**Material provided:**
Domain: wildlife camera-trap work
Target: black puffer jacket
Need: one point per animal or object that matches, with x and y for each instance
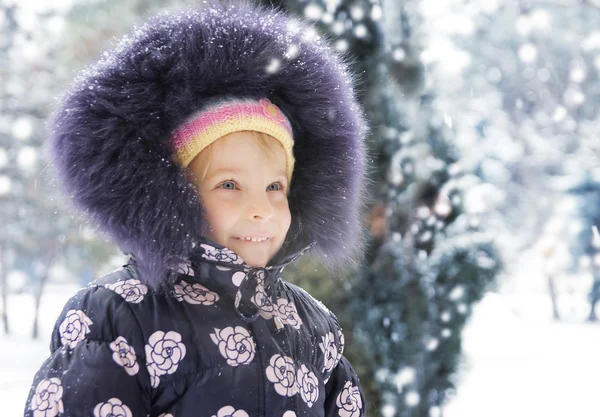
(147, 340)
(221, 339)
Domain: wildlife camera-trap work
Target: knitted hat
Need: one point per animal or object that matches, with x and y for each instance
(110, 139)
(232, 115)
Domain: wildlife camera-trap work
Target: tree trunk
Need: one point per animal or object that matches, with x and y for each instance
(40, 292)
(4, 289)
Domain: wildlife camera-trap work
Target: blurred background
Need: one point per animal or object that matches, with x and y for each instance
(478, 291)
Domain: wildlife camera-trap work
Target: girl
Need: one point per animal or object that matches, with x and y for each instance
(215, 146)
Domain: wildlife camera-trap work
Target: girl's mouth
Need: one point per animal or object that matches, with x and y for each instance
(252, 239)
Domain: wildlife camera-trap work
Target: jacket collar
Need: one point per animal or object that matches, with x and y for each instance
(253, 290)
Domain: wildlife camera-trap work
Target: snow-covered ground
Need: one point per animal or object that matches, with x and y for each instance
(519, 366)
(517, 363)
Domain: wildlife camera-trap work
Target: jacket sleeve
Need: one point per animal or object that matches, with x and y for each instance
(344, 394)
(96, 366)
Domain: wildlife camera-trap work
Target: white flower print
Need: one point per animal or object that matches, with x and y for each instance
(124, 355)
(330, 352)
(47, 400)
(236, 345)
(282, 373)
(112, 408)
(349, 401)
(74, 327)
(194, 293)
(154, 374)
(229, 411)
(237, 278)
(184, 267)
(221, 255)
(132, 290)
(308, 385)
(164, 352)
(286, 310)
(261, 300)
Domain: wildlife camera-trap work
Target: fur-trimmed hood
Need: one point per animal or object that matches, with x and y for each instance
(109, 138)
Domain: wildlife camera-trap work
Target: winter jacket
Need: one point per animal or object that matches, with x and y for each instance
(152, 340)
(221, 339)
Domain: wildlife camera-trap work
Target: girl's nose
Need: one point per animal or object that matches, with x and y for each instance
(260, 208)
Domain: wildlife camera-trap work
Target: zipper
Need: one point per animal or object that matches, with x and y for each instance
(260, 377)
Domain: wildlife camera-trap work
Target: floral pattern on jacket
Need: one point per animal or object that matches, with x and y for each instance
(191, 341)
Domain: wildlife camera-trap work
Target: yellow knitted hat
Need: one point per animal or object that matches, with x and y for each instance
(233, 115)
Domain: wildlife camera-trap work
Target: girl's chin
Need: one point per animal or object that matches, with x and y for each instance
(257, 257)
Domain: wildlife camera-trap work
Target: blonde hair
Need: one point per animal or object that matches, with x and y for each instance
(262, 139)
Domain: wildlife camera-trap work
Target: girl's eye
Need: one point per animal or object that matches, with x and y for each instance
(227, 185)
(275, 187)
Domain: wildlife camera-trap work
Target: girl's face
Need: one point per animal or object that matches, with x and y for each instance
(243, 186)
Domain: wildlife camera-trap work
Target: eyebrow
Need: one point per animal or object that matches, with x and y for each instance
(237, 171)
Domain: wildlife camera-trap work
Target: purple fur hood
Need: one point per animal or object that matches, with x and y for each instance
(109, 137)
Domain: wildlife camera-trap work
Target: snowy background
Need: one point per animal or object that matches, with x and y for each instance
(517, 361)
(491, 106)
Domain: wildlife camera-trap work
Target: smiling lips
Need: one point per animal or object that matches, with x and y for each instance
(252, 239)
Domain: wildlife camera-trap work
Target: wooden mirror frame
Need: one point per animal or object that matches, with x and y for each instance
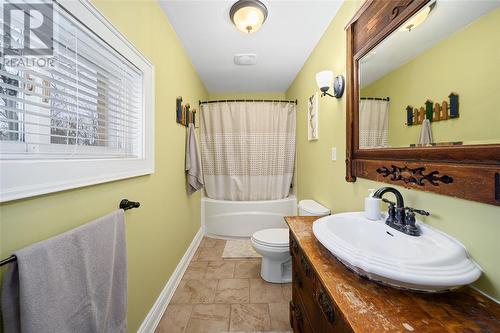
(470, 172)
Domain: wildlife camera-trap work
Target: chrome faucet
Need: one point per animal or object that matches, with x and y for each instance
(400, 217)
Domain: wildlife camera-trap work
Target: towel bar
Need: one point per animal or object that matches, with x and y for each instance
(125, 204)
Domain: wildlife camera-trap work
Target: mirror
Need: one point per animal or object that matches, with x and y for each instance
(435, 80)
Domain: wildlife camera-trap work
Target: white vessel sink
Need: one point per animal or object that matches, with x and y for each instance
(431, 262)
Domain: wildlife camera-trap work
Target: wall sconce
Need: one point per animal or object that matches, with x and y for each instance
(325, 79)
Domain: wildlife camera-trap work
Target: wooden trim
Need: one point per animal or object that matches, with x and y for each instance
(474, 169)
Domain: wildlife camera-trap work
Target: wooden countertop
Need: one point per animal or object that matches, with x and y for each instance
(371, 307)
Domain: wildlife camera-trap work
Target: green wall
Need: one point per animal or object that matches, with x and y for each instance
(467, 63)
(159, 232)
(476, 225)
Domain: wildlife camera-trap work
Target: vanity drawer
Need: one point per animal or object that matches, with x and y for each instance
(319, 308)
(298, 318)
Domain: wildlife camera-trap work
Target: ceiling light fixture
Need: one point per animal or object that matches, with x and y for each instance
(248, 15)
(418, 19)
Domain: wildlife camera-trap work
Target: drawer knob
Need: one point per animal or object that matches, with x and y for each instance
(326, 306)
(297, 314)
(298, 279)
(305, 265)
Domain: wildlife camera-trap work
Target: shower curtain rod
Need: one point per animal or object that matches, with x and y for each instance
(247, 100)
(125, 204)
(376, 98)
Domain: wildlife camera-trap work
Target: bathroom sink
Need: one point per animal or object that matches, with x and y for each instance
(432, 262)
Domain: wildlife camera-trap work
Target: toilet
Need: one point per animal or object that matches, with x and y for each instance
(272, 245)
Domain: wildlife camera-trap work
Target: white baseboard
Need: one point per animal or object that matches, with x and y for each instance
(153, 318)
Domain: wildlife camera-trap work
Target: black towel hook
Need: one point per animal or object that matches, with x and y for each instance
(127, 204)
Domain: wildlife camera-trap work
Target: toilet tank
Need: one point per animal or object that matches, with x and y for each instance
(312, 208)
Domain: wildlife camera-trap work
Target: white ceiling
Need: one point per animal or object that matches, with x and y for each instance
(448, 17)
(282, 45)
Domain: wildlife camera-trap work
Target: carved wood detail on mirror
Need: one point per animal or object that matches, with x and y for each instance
(468, 171)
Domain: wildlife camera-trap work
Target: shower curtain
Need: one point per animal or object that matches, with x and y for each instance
(373, 123)
(248, 149)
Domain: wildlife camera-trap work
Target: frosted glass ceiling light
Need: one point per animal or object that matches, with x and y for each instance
(248, 15)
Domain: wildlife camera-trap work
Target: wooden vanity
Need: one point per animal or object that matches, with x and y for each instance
(328, 297)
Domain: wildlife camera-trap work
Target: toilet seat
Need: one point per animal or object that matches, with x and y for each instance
(275, 237)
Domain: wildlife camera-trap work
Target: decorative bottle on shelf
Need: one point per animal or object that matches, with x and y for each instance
(372, 206)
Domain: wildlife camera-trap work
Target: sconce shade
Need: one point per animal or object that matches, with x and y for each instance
(324, 79)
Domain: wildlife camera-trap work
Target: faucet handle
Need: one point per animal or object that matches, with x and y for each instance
(389, 202)
(418, 211)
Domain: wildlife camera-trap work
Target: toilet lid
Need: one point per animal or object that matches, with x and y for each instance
(272, 237)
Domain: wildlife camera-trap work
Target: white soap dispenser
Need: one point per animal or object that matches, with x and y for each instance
(372, 206)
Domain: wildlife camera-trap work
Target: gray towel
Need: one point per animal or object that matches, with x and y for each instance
(426, 133)
(74, 282)
(193, 162)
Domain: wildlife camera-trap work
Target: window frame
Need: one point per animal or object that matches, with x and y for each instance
(27, 177)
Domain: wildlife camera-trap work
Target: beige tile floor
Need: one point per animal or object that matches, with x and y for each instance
(225, 295)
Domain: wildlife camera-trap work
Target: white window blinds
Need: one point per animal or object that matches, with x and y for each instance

**Job:**
Give every line above again exactly, with no pictures.

**Full solution:**
Domain: wildlife camera-trap work
Target: black puffer jacket
Need: one point per animal or object that matches, with x and y for each instance
(147, 340)
(221, 339)
Domain: wildlife camera-trap work
Target: knitted hat
Need: one point per animal or object that matches, with x and y for each instance
(110, 139)
(232, 115)
Domain: wildlife camera-trap work
Target: tree trunk
Need: one point per animal or object that matches, with x and y for each instance
(40, 292)
(4, 289)
Domain: wildlife camera-trap work
Target: blurred background
Need: one point per animal or object that matches, with x and y for each instance
(478, 291)
Domain: wildlife camera-trap work
Target: girl
Need: one point per animal or object that matches, with x and y for each instance
(215, 146)
Domain: wildlife camera-trap work
Target: girl's mouth
Need: one point per animal or object that matches, with x and y for each instance
(252, 239)
Domain: wildlife camera-trap work
Target: jacket collar
Need: one point per animal or object that matches, with x and y for each instance
(253, 290)
Domain: wildlife camera-trap work
Target: snow-covered ground
Need: one point per animal or object that matches, with x and y for each instance
(519, 366)
(517, 363)
Domain: wildlife camera-trap work
Target: jacket sleeve
Need: one point per animal or object that matches, with x and y for each instance
(344, 394)
(96, 366)
Domain: wildlife camera-trap work
Target: white flower print
Need: one point per animal or object that matches, with x and y for each instance
(124, 355)
(330, 352)
(47, 400)
(236, 345)
(282, 373)
(112, 408)
(349, 401)
(74, 327)
(194, 293)
(154, 374)
(229, 411)
(237, 278)
(184, 267)
(221, 255)
(132, 290)
(308, 385)
(164, 352)
(286, 310)
(261, 300)
Domain: wildlife camera-trap work
Target: fur-trimmed hood
Need: one point per animal or object that matches, with x and y for each instance
(109, 138)
Domain: wildlife camera-trap work
Target: winter jacket
Need: one point per animal or object that matches, with x and y for each instance
(152, 340)
(221, 339)
Domain: wildlife camera-trap work
Target: girl's nose
Need: one point per animal or object that matches, with x and y for each instance
(260, 208)
Domain: wildlife camera-trap work
Target: zipper
Need: one point per animal or object that matches, with x and y for each instance
(260, 377)
Domain: wildlife camera-trap work
Target: floral pattern on jacket
Need: one point per animal or object that matches, with x and y for each instance
(191, 341)
Domain: wildlife camera-trap work
Target: yellow knitted hat
Need: one point per animal or object that matches, with x and y for each instance
(233, 115)
Domain: wildlife camera-trap work
Target: girl's chin
Need: one point per animal or object that matches, with x and y for each instance
(257, 257)
Domain: wildlife camera-trap work
Target: blonde hair
Need: one point per animal or object that matches, with x and y for each instance
(262, 139)
Domain: wildlife camera-trap work
Target: girl's eye
Need: one point per animal or object that matches, with x and y for each instance
(227, 185)
(275, 187)
Domain: wildlife camera-trap work
Target: girl's face
Need: one point per animal or object that matches, with x and y for each instance
(243, 186)
Domain: wildlife camera-trap work
Target: eyebrow
Need: one point per animal or object that matches, with x and y for each instance
(237, 171)
Domain: wildlife camera-trap work
Target: purple fur hood
Need: one point per animal or object that matches, with x and y for each instance
(109, 137)
Domain: wildlife camera-trap work
Target: snowy background
Need: one point per animal or object that matches, with x and y for each instance
(517, 361)
(491, 106)
Domain: wildlife camera-trap work
Target: smiling lips
Need: one point per animal or object that matches, with x and y for each instance
(252, 239)
Domain: wildlife camera-trap work
Target: wooden mirror frame
Need: one point per animal or object that matches, with x and y for each instance
(470, 172)
Domain: wildlife camera-trap work
Target: chrome faucet
Need: one point per animal or object that matches, with x and y for each instance
(400, 217)
Domain: wildlife camera-trap work
Target: towel bar
Need: one point per animal or object that matches, with x and y for each instance
(125, 204)
Domain: wildlife camera-trap work
Target: mirror
Need: one point per animal or object that matches, with x and y for each instance
(435, 80)
Domain: wildlife camera-trap work
Target: white vessel sink
Need: one point per animal or object that matches, with x and y for each instance
(431, 262)
Domain: wildlife camera-trap work
Target: wall sconce
Need: one point per animal or object that matches, with x and y for each instance
(325, 79)
Domain: wildlife camera-trap work
Target: wooden trim
Need: one point per animal or object that matches, with x and y for each instance
(474, 169)
Domain: wildlife camera-trap work
Target: wooden countertop
Need: one point per animal or object that matches, with x and y for each instance
(371, 307)
Domain: wildlife camera-trap work
Target: green wall
Need: one point per animal or object that matches, with x and y for each instance
(467, 63)
(159, 232)
(476, 225)
Domain: wildlife camera-trap work
Target: vanity drawer
Need: one point per animal or object that matches, with x and y for each instance
(319, 308)
(298, 318)
Domain: wildlife camera-trap work
Target: ceiling light fixture
Need: one point per animal or object that matches, with x and y for each instance
(248, 15)
(418, 19)
Domain: wildlife camera-trap work
Target: drawer knob
Need: one point per animal or object that matches, with x and y for each instance
(326, 306)
(297, 314)
(298, 279)
(305, 265)
Domain: wildlife camera-trap work
Target: shower curtain rod
Need: one point per animal or object that matches, with x and y for each instance
(247, 100)
(125, 204)
(376, 98)
Domain: wildlife camera-trap work
Target: bathroom sink
Need: one point per animal or object that matches, with x and y for each instance
(432, 262)
Domain: wildlife camera-trap work
Target: toilet
Need: one point per animal or object that matches, with x and y for each instance
(272, 245)
Domain: wildlife camera-trap work
Target: white baseboard
Need: one point per animal or object that matches, with x and y for each instance
(153, 318)
Domain: wildlife camera-trap work
Target: black towel hook
Need: one point per animal or object that matches, with x and y for each instance
(127, 204)
Domain: wildlife camera-trap work
Target: toilet tank
Need: one point per animal or object that matches, with x and y for each instance
(312, 208)
Domain: wildlife camera-trap work
Target: white ceiling
Need: one point per animal or object that matches, with x and y for each instance
(448, 17)
(282, 45)
Domain: wildlife camera-trap work
Target: carved wood detail on mirror
Need: one point per animal or object that matches, with x and y for each instance
(468, 171)
Domain: wildlife camera-trap work
Target: shower curtain
Need: one point per animal or object that matches, with x and y for each instance
(373, 123)
(248, 149)
Domain: wildlife camera-trap work
Target: frosted glass ceiling light
Need: one point per animal or object that matches, with x and y for each instance
(248, 15)
Domain: wildlife camera-trap work
Target: wooden vanity
Need: one point per animal or object that matches, with x and y for each instance
(328, 297)
Domain: wildlife camera-trap work
Target: toilet seat
Need: one point per animal or object that matches, with x and y for each instance
(275, 237)
Domain: wildlife camera-trap work
Target: decorative bottle on shelf
Need: one point per animal or object that matches, with x and y for each instance
(372, 206)
Domain: wildlife camera-trap work
Target: sconce shade
Need: one point per animal or object that matches, with x and y for each instance
(324, 79)
Domain: wildlife camera-trap work
Target: faucet handle
Need: one point per animal or object that matches, with x and y for each instance
(389, 202)
(418, 211)
Domain: wildlife camera-trap work
Target: toilet lid
Need: one point per animal or object that matches, with x and y for each instance
(272, 237)
Domain: wildlife camera-trap work
Target: white soap dispenser
Need: one point per animal or object that matches, with x and y for each instance
(372, 206)
Domain: wildlife camera-trap work
Target: gray towel
Need: one point per animal or object that matches, with x and y for each instance
(426, 133)
(74, 282)
(193, 162)
Domain: wildlife camera-trap work
Target: window frame
Need: one point per animal or object that matches, with x and y for each instance
(27, 177)
Domain: wildlife camera-trap work
Target: beige tile floor
Need: one point per animal or object that matches, with x and y for each instance
(225, 295)
Domain: wildlife camera-trap work
Target: white window blinds
Need: one point per animal or object that matches, with x and y for each instance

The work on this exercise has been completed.